BEGIN
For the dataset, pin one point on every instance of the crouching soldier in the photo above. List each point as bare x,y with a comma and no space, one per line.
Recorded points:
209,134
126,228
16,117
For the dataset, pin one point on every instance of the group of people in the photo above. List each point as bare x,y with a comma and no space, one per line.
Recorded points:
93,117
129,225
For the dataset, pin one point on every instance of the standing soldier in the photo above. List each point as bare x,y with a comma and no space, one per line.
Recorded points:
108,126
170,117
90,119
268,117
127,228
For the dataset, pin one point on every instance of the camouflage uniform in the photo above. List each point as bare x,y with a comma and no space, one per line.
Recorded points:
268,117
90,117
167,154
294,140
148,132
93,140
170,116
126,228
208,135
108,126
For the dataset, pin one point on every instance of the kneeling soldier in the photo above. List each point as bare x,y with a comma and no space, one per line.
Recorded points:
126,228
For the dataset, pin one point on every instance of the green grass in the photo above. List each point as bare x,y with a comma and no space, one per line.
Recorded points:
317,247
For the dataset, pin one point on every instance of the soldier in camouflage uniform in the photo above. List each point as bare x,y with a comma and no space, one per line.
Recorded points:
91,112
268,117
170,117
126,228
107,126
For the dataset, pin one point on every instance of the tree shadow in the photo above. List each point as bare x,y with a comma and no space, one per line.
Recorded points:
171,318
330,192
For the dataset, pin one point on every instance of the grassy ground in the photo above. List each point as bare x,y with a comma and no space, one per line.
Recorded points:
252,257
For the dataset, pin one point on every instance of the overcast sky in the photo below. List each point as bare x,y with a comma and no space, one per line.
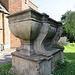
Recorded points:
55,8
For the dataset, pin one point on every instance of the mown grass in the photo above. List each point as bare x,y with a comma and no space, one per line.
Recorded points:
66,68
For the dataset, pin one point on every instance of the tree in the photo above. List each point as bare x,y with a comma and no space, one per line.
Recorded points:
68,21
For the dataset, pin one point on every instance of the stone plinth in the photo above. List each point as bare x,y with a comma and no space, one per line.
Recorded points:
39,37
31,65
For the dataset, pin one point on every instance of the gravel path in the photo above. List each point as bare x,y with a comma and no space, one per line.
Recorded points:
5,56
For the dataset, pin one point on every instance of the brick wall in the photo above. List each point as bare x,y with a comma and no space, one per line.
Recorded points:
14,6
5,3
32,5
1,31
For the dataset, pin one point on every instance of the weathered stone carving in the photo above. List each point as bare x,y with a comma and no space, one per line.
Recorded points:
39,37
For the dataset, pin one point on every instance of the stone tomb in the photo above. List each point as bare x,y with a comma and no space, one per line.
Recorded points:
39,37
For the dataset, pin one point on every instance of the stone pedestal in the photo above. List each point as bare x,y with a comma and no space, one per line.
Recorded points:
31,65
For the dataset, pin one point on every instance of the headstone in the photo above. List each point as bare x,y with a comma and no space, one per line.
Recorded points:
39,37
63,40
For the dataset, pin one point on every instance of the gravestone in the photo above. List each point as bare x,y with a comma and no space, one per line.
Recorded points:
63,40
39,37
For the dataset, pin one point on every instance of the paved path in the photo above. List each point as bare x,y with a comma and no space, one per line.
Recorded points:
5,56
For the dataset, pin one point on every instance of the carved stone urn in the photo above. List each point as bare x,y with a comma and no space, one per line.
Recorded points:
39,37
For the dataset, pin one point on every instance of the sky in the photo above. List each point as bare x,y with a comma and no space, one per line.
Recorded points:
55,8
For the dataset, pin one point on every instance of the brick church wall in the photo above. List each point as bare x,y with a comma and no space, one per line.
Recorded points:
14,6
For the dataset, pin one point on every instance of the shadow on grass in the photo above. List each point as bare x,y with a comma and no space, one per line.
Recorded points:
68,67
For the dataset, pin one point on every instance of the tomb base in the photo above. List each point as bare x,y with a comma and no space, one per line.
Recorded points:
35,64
END
EXERCISE >>
If a line of the records above includes the word "wall", count it; state the final number with no other words.

YOUR SOLUTION >>
2